- **WORK TASK**
The answer should consist of the full listing below, repeated exactly and free of pictures.

- **PROVIDED RECORDS**
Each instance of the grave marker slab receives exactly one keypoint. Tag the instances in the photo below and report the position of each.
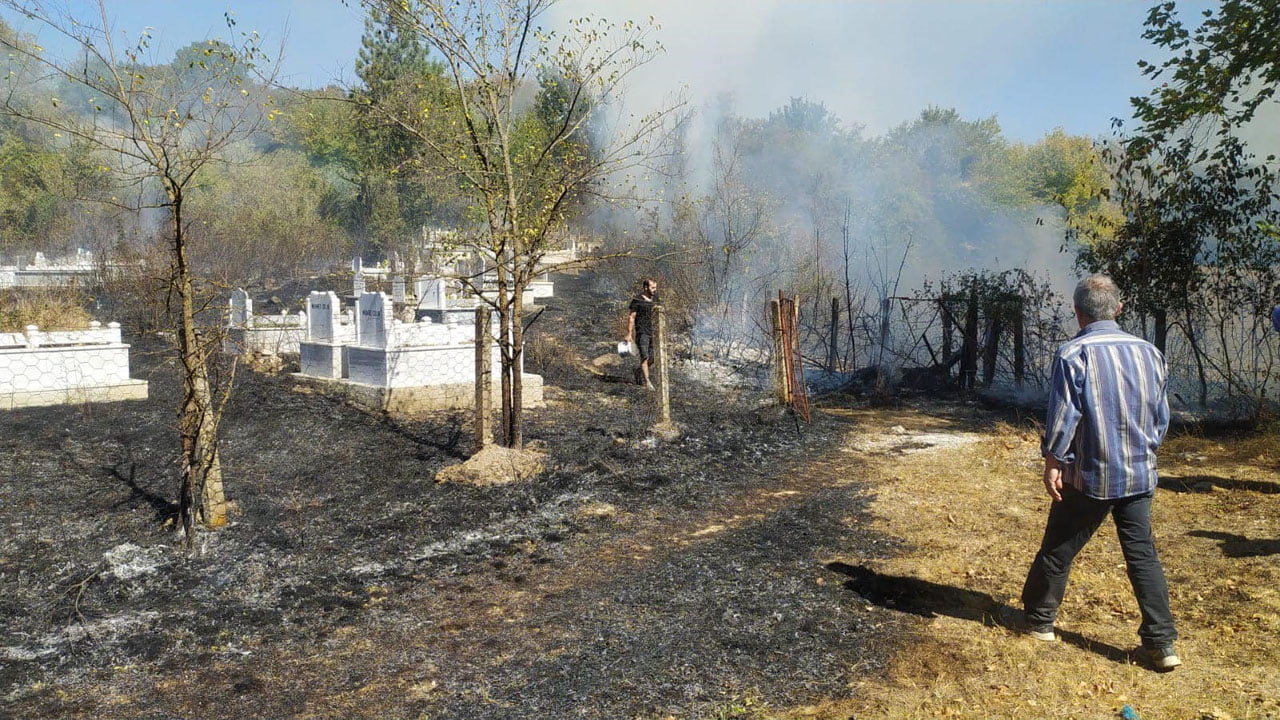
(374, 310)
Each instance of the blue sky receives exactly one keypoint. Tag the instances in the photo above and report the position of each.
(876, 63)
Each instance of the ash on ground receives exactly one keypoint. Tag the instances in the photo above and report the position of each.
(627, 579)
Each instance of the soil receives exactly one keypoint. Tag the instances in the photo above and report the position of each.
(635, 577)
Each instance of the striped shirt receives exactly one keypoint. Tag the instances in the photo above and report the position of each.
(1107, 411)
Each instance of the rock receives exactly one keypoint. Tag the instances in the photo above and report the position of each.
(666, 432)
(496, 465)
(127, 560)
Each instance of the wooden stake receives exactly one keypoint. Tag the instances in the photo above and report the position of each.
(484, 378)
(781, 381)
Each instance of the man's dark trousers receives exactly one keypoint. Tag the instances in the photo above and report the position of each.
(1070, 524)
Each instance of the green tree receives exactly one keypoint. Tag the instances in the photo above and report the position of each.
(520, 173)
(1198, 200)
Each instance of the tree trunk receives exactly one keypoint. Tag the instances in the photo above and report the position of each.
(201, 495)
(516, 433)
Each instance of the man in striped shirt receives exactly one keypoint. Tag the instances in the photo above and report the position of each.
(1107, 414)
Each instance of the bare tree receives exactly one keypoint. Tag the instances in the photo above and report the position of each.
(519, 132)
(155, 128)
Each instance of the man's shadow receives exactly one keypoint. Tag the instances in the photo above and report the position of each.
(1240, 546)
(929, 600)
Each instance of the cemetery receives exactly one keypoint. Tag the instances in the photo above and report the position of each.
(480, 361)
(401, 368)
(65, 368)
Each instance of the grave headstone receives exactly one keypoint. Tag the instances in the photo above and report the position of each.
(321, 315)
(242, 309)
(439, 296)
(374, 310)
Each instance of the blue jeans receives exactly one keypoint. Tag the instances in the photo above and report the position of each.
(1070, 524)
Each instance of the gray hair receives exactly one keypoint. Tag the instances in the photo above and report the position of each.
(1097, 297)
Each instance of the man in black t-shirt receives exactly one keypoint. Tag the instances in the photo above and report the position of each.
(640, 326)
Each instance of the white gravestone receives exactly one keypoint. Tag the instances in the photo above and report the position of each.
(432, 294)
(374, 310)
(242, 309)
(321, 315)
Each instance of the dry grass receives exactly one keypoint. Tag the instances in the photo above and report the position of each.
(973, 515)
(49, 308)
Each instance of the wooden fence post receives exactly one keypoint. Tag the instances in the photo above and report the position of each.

- **OUTPUT**
Each instance of the grave marker slab receives exactly one keypoint. Tag the instances in the photo below and report the position of each.
(374, 310)
Each instance of the blue sky receives exactly one keypoint. Tag the instances in the photo above and report the position of each.
(876, 63)
Each instance of the ash on ground receives exactly one keypoint. Tag the instances in the photo above and report the position of each.
(627, 579)
Each instance of the soil receives exactly one keypoint. Tag the instances in the photo above and report the position of each.
(635, 577)
Each instance of the striped shirt receives exactly one keypoint. Tag the instances in the photo above and report the position of each.
(1107, 411)
Each instance of the rock receives exactly one keypoint. Tag the instances in the photo above and report the position of each.
(666, 432)
(496, 465)
(127, 560)
Each instance of the wooden stake receives exactly one keypoint. Tag the instances in the photo above and report the position of each.
(484, 378)
(781, 381)
Each instance of the man's dark trousers receives exactly one keypoint. Tag the instances in the photo above and report the position of each.
(1070, 524)
Each instance of the green tree receives exactly one keypoint. Tag the instances in the photo above and report the position of each.
(520, 173)
(1198, 200)
Each instance of the tree trunk receives exactly one keypoint. Tag the instances in the photo above and report the position of each.
(201, 495)
(516, 433)
Each instance of the man in striped shirt receives exactly one keypoint. Tag the instances in the photo above and report the position of each.
(1107, 414)
Each instance of the bare tree receives exactly one keypoint. Tag the instances in the photo above and report the position of each.
(519, 132)
(155, 128)
Each instance of the man's shadow receives exactly one keypoint. Tag the instances in the photo above and report the position of each.
(1240, 546)
(929, 600)
Each instance of the cemetery receives exactly one keypoint. Tag the instances in the photo above and report the position of each.
(480, 361)
(401, 368)
(65, 368)
Each instance of the grave headstone receives exactly one keypoint. Tag the instances in the photo above and report the position of each.
(321, 315)
(242, 309)
(439, 296)
(374, 310)
Each instance of the blue jeans receives exactly one keypoint. Tag the instances in the photo above and report the position of each.
(1070, 524)
Each instance of the gray hair receives exactly one keypoint. Tag the instances in the photo above and report the position of each.
(1097, 297)
Each instance of the man in black t-shirt receives exactly one keypoint. Tag the instances in the photo above and report the position of each.
(640, 326)
Each instance of the white gravestone receives exactly one keypoint. Tag the instances in the photo above and report the position of each.
(432, 294)
(374, 310)
(242, 309)
(321, 315)
Each instance of the dry grass receives exactly one keypoint. Tag the instances in the photo above and report the position of each.
(973, 515)
(49, 308)
Each instance of the wooden fence post receives exactly one keypoint. Tag the instances in the photo above and report the position of each.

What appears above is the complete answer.